## INPUT
▼▼▼

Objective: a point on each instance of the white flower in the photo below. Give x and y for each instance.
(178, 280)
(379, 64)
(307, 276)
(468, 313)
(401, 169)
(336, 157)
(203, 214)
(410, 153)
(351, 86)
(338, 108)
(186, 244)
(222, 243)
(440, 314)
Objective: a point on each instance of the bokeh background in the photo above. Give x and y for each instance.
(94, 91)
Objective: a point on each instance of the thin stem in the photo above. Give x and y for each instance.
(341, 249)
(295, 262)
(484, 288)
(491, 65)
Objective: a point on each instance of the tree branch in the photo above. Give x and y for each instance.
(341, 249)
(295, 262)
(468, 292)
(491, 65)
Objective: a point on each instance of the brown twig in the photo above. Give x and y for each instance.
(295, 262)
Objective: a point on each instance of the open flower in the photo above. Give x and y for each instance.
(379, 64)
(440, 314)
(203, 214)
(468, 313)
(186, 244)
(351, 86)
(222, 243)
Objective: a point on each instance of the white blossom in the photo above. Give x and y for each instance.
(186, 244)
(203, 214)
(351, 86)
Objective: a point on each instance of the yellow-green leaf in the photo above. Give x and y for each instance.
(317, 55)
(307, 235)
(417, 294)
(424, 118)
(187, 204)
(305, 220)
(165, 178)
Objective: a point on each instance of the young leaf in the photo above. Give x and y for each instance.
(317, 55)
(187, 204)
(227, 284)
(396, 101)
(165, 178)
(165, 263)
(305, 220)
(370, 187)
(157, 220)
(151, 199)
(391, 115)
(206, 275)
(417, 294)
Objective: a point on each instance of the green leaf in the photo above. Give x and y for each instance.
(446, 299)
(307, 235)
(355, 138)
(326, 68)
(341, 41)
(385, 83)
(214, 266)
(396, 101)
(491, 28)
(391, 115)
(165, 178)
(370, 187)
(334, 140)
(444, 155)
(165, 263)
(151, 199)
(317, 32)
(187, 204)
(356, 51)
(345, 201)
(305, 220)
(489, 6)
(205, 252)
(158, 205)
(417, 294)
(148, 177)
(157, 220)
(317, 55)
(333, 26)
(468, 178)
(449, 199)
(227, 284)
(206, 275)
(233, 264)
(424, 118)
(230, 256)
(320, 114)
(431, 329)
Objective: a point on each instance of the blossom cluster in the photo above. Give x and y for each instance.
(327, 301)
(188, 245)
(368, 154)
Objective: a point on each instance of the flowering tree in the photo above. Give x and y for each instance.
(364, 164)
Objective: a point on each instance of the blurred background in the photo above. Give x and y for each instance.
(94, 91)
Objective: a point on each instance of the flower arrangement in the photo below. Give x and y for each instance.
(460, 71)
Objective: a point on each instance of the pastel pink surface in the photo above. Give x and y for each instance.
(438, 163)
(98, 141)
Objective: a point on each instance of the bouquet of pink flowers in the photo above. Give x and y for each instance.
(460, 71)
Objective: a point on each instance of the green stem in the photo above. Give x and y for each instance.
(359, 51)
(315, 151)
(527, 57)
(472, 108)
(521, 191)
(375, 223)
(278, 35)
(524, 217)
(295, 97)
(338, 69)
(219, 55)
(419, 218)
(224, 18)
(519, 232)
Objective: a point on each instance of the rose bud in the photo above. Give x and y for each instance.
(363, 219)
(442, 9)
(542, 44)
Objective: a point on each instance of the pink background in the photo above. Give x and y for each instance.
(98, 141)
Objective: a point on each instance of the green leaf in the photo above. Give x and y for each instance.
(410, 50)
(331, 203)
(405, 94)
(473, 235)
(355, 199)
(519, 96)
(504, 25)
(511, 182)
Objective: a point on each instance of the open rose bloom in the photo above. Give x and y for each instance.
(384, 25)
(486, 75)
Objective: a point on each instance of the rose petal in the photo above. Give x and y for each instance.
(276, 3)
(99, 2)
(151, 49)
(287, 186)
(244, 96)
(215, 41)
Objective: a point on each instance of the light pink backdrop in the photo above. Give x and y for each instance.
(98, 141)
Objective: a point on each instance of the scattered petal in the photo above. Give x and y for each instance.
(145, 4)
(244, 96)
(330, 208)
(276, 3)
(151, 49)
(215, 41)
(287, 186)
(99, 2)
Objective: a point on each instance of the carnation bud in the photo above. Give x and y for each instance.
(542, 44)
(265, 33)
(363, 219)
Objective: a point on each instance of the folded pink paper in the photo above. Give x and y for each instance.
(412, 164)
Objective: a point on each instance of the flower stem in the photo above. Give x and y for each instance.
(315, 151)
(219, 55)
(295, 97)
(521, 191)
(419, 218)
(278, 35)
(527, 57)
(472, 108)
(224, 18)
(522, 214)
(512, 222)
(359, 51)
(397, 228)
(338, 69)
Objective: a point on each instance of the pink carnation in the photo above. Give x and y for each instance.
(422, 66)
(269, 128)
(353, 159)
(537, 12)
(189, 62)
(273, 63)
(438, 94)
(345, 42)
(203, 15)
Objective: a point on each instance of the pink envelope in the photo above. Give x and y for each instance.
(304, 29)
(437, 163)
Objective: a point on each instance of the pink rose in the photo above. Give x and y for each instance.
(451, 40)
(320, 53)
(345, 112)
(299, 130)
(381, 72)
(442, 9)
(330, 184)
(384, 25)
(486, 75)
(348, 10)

▲▲▲

## SET PROBLEM
Please convert everything from the line containing "Objective: a point on each instance of the flower stem" down to the end of the entries above, both ends included, into a JSON list of strings with one string per line, leaving out any blank lines.

## RESPONSE FOR THIS EXERCISE
[
  "Objective: a point on each instance of the flower stem in the photo above. Give x and y for each instance.",
  "(315, 151)",
  "(219, 55)",
  "(295, 97)",
  "(521, 191)",
  "(419, 218)",
  "(278, 35)",
  "(527, 57)",
  "(472, 108)",
  "(224, 18)",
  "(522, 214)",
  "(512, 222)",
  "(359, 51)",
  "(397, 228)",
  "(338, 69)",
  "Objective: a point on each instance of the pink carnation in the photo above. Give x and y for each instance.",
  "(422, 66)",
  "(269, 128)",
  "(353, 159)",
  "(537, 12)",
  "(189, 62)",
  "(273, 63)",
  "(438, 94)",
  "(345, 42)",
  "(203, 15)",
  "Objective: a point on each instance of the pink envelope in the photo above. Give x and y for each instance.",
  "(304, 29)",
  "(437, 163)",
  "Objective: a point on each instance of the pink rose in the photo above. Give x and y for each instance.",
  "(451, 40)",
  "(320, 53)",
  "(345, 112)",
  "(299, 130)",
  "(381, 72)",
  "(442, 9)",
  "(330, 184)",
  "(384, 25)",
  "(486, 75)",
  "(348, 10)"
]